■ WORK ITEM: When you reach the line that contains "Tag the side trim", begin copying exactly and continue through the last line below. Do not copy pictures.

[Excerpts from a dataset]
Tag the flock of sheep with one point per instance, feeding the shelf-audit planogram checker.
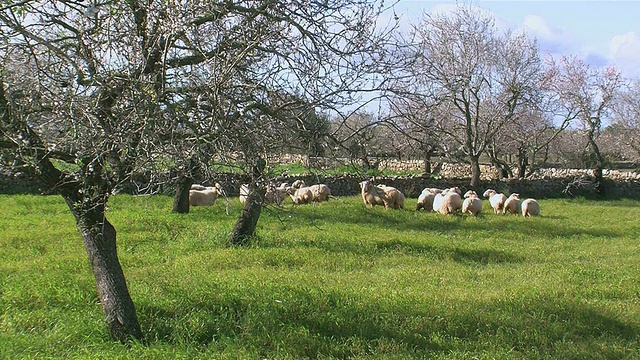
(444, 201)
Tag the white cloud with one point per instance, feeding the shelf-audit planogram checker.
(625, 53)
(551, 39)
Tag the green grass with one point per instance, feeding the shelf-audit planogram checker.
(332, 281)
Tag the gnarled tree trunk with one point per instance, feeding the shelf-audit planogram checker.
(475, 172)
(181, 197)
(100, 243)
(246, 225)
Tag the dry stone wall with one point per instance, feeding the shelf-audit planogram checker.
(546, 183)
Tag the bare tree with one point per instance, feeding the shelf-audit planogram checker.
(588, 94)
(626, 122)
(485, 76)
(94, 93)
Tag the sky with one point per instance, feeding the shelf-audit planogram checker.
(602, 33)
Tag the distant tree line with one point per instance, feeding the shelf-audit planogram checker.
(92, 93)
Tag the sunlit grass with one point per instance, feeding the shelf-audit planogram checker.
(334, 280)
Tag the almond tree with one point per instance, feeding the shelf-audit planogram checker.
(484, 77)
(93, 93)
(588, 94)
(626, 121)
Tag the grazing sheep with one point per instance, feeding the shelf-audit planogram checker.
(438, 199)
(244, 193)
(425, 200)
(472, 203)
(449, 201)
(276, 195)
(303, 195)
(204, 197)
(512, 205)
(272, 195)
(530, 207)
(198, 187)
(497, 200)
(321, 192)
(298, 184)
(389, 197)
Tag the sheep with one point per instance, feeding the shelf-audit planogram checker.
(530, 207)
(497, 200)
(321, 192)
(472, 203)
(298, 184)
(276, 195)
(447, 202)
(302, 195)
(425, 200)
(389, 197)
(204, 197)
(272, 195)
(512, 205)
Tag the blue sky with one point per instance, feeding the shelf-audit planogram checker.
(599, 32)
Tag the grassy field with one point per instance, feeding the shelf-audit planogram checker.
(335, 280)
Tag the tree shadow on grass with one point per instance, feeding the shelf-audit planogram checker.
(543, 227)
(318, 323)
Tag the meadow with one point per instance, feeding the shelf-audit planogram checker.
(331, 281)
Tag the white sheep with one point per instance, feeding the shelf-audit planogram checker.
(302, 195)
(321, 192)
(448, 202)
(425, 200)
(530, 207)
(388, 196)
(276, 194)
(204, 197)
(472, 203)
(496, 199)
(512, 205)
(272, 195)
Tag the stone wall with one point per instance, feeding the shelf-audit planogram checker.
(546, 183)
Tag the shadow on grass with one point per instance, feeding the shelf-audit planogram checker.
(542, 227)
(319, 323)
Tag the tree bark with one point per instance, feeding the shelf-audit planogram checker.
(427, 163)
(181, 197)
(245, 227)
(99, 237)
(523, 162)
(475, 172)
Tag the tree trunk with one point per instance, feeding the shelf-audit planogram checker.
(523, 162)
(246, 225)
(475, 172)
(599, 166)
(181, 197)
(100, 243)
(427, 163)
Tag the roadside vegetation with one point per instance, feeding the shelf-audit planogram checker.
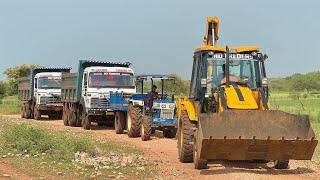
(44, 153)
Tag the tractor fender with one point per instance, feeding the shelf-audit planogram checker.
(186, 105)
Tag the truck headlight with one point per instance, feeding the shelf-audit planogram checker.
(94, 102)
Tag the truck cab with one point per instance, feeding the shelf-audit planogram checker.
(97, 84)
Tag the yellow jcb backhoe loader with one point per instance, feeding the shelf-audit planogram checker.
(227, 115)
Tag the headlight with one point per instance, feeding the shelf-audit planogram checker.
(94, 102)
(156, 105)
(172, 106)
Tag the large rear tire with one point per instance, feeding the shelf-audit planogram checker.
(146, 128)
(185, 138)
(169, 133)
(198, 162)
(281, 164)
(134, 116)
(119, 122)
(65, 117)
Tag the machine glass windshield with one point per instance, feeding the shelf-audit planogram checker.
(114, 80)
(239, 69)
(53, 82)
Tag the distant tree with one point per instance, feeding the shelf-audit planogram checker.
(14, 73)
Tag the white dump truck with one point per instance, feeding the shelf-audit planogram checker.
(40, 93)
(86, 94)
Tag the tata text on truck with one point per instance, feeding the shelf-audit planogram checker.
(40, 93)
(86, 94)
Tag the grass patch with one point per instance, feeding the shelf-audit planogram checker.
(41, 152)
(10, 105)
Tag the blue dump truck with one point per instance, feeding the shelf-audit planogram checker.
(86, 94)
(147, 110)
(40, 93)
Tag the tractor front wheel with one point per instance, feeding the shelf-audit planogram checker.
(119, 122)
(146, 129)
(134, 116)
(185, 138)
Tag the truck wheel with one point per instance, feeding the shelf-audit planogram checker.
(134, 121)
(198, 162)
(65, 116)
(119, 122)
(281, 164)
(22, 111)
(73, 118)
(37, 114)
(86, 121)
(146, 128)
(185, 138)
(28, 111)
(169, 133)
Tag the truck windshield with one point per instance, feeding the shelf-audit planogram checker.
(238, 70)
(112, 80)
(53, 82)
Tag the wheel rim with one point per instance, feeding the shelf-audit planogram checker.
(129, 122)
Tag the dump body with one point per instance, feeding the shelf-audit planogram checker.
(252, 135)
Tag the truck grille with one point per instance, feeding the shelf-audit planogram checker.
(49, 100)
(103, 102)
(166, 114)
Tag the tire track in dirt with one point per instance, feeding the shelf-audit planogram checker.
(163, 152)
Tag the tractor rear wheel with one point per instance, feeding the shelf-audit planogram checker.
(65, 116)
(169, 133)
(86, 120)
(134, 116)
(281, 164)
(119, 122)
(36, 114)
(185, 138)
(146, 128)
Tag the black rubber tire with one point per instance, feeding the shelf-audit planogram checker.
(197, 161)
(169, 133)
(37, 114)
(185, 143)
(119, 122)
(28, 111)
(134, 116)
(146, 128)
(23, 111)
(86, 120)
(281, 164)
(65, 116)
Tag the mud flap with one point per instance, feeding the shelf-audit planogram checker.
(251, 135)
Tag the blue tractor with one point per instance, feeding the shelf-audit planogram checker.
(159, 108)
(147, 110)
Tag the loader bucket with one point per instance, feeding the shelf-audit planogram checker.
(255, 135)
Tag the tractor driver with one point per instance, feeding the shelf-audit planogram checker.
(153, 94)
(231, 77)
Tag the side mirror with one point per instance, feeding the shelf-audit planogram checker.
(203, 83)
(264, 82)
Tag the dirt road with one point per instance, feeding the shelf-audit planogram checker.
(164, 152)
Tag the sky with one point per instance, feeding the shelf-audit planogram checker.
(156, 36)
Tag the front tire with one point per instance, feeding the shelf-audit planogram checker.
(134, 116)
(119, 122)
(281, 164)
(146, 128)
(185, 138)
(169, 133)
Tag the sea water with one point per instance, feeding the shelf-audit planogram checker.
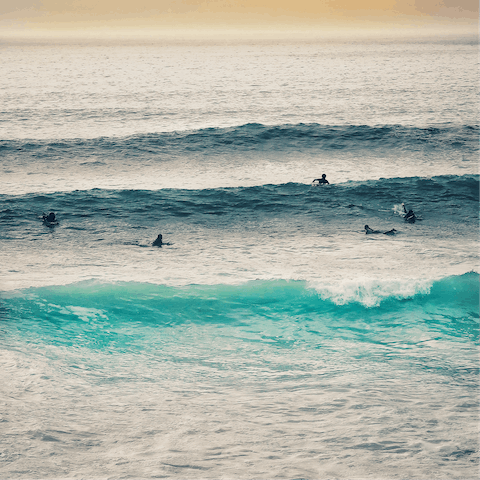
(269, 337)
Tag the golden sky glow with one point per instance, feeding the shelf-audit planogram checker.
(171, 14)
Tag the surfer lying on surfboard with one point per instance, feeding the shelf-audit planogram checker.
(49, 220)
(321, 181)
(371, 230)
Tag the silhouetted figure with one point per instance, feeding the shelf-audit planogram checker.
(50, 220)
(409, 216)
(158, 241)
(371, 230)
(321, 181)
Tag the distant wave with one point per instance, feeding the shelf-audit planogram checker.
(257, 137)
(461, 192)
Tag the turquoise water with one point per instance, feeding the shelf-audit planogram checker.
(269, 337)
(214, 375)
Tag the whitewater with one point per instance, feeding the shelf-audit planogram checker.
(269, 336)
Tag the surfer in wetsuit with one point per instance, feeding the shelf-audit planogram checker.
(50, 218)
(322, 181)
(371, 230)
(409, 216)
(158, 241)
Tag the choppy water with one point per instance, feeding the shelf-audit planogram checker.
(269, 337)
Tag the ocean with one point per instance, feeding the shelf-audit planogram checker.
(269, 336)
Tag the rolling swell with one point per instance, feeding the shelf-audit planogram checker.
(449, 303)
(460, 195)
(256, 137)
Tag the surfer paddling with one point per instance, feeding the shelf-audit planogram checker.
(321, 181)
(158, 242)
(49, 220)
(409, 216)
(371, 230)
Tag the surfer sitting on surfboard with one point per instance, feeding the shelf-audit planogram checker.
(321, 181)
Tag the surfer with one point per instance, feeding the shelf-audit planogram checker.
(321, 181)
(409, 216)
(49, 220)
(371, 230)
(158, 241)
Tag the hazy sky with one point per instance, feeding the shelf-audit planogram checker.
(171, 14)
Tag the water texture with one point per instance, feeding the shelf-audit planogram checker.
(269, 336)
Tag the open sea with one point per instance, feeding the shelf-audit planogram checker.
(269, 337)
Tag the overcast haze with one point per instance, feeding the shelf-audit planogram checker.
(302, 16)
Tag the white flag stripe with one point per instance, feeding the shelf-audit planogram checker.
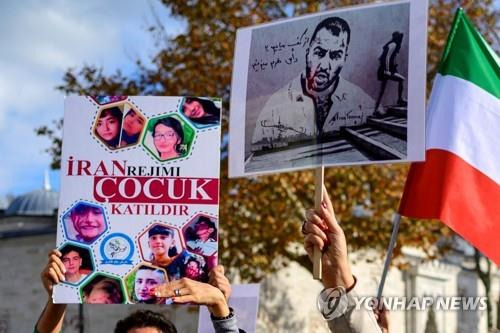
(465, 120)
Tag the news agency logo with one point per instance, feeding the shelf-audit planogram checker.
(332, 302)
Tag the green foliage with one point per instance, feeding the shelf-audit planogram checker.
(260, 217)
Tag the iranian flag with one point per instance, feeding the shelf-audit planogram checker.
(459, 183)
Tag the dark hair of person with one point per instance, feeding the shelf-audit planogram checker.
(110, 286)
(176, 126)
(335, 25)
(192, 259)
(397, 37)
(116, 113)
(212, 111)
(68, 248)
(145, 318)
(83, 208)
(209, 223)
(81, 252)
(161, 230)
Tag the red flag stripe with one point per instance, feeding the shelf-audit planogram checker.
(451, 190)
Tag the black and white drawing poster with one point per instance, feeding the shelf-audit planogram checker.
(341, 87)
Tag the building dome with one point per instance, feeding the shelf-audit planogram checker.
(39, 202)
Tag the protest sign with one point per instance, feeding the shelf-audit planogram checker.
(139, 195)
(244, 301)
(340, 87)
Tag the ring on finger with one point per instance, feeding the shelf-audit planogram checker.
(303, 228)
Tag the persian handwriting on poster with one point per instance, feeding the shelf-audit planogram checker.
(314, 90)
(282, 53)
(139, 196)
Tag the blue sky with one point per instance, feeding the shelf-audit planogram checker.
(39, 40)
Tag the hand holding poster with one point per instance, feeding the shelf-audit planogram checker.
(340, 87)
(139, 196)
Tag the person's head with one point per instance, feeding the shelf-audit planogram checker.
(327, 53)
(102, 290)
(161, 240)
(397, 37)
(195, 108)
(193, 268)
(146, 280)
(88, 221)
(205, 229)
(168, 137)
(108, 125)
(72, 260)
(145, 319)
(133, 123)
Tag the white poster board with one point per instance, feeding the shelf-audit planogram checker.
(244, 301)
(340, 87)
(139, 195)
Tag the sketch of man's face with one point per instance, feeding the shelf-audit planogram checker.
(325, 58)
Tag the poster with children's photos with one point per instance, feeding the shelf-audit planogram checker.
(139, 196)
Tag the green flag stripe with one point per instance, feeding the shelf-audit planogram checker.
(468, 56)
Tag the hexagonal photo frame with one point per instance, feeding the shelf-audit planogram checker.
(194, 267)
(201, 112)
(119, 125)
(103, 100)
(133, 125)
(160, 244)
(103, 288)
(168, 137)
(201, 234)
(141, 282)
(84, 222)
(78, 261)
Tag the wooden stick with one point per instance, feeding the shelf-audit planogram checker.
(395, 227)
(318, 197)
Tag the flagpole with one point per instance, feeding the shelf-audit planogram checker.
(395, 228)
(318, 197)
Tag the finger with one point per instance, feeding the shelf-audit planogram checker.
(53, 275)
(56, 260)
(311, 241)
(313, 217)
(55, 252)
(220, 269)
(184, 299)
(57, 269)
(328, 213)
(311, 228)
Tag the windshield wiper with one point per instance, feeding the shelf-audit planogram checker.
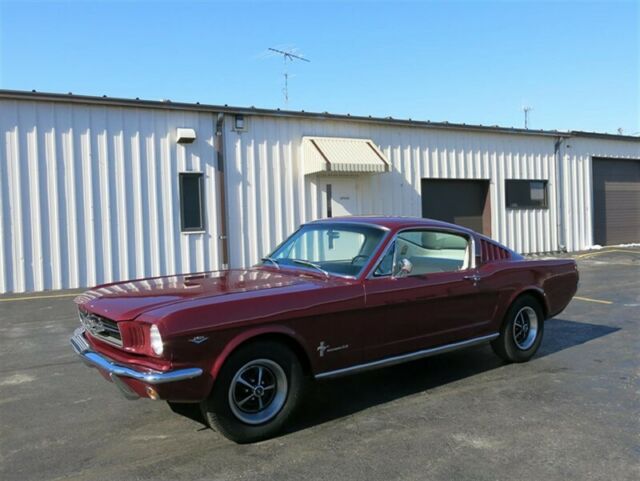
(272, 260)
(311, 264)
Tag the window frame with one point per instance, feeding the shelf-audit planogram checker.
(470, 238)
(201, 205)
(363, 270)
(545, 203)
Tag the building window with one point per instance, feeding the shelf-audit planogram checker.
(191, 202)
(526, 194)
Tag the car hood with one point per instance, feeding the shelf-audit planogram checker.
(127, 300)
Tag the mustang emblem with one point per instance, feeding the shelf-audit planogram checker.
(92, 324)
(324, 347)
(198, 339)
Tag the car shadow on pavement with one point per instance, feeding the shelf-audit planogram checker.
(332, 399)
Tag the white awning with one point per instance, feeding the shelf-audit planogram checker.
(336, 155)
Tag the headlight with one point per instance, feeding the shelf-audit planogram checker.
(156, 340)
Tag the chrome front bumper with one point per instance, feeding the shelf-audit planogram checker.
(115, 371)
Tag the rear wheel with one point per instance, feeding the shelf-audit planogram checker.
(521, 332)
(256, 391)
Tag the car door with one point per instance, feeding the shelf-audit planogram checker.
(438, 302)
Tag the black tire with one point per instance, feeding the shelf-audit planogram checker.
(518, 345)
(222, 409)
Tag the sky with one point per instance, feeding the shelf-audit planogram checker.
(576, 64)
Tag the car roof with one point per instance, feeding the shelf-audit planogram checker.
(392, 222)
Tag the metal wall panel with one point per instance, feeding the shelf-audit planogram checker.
(269, 195)
(89, 194)
(576, 157)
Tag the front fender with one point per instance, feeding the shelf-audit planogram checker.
(255, 333)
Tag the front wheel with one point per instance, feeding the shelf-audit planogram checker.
(521, 331)
(257, 390)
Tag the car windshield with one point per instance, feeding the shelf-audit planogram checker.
(341, 249)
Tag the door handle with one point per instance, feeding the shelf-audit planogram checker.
(475, 278)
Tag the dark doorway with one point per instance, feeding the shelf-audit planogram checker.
(616, 201)
(462, 202)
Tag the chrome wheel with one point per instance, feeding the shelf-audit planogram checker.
(525, 328)
(258, 391)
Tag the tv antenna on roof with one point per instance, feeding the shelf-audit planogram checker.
(526, 111)
(290, 56)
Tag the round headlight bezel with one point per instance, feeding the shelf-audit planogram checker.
(155, 340)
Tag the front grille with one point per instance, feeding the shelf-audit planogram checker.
(101, 328)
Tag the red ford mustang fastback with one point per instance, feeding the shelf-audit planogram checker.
(338, 297)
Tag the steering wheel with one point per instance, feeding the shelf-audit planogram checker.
(353, 261)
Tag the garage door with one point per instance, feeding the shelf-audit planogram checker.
(616, 201)
(462, 202)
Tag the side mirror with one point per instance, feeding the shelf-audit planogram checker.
(403, 268)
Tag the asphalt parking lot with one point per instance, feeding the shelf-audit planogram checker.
(573, 412)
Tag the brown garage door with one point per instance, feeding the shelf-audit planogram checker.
(462, 202)
(616, 201)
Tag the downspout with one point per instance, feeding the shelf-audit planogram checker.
(222, 193)
(560, 220)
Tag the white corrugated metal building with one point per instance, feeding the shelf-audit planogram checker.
(97, 189)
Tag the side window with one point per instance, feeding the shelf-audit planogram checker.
(432, 251)
(384, 268)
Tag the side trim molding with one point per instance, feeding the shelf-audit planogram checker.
(412, 356)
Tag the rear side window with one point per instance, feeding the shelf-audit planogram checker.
(191, 202)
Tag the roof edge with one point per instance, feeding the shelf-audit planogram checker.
(227, 109)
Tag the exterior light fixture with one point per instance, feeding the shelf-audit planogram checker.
(239, 122)
(185, 136)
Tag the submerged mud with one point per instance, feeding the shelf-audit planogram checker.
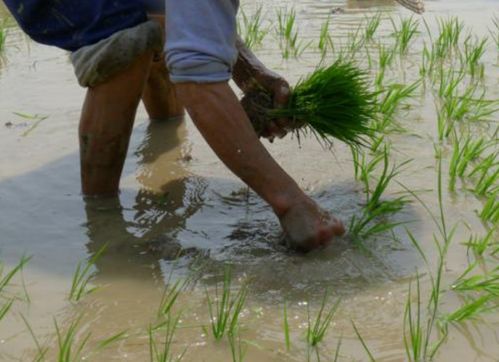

■ RESPONSE FOR THIS EXERCISE:
Tag the side trim molding with one point per instance, feeding the shelf-audit planogram checker.
(412, 356)
Tag the rear side window with one point per instance, feeding the shelf-audit planogram checker.
(191, 202)
Tag the roof edge with one point per instance, feeding the shelf-audit planogram checker.
(227, 109)
Tag the exterior light fixture with one point per instance, feeding the shelf-audit planogram checker.
(239, 122)
(185, 136)
Tag the submerged mud with one point per instance, feeding the shelf-audit planogram checker.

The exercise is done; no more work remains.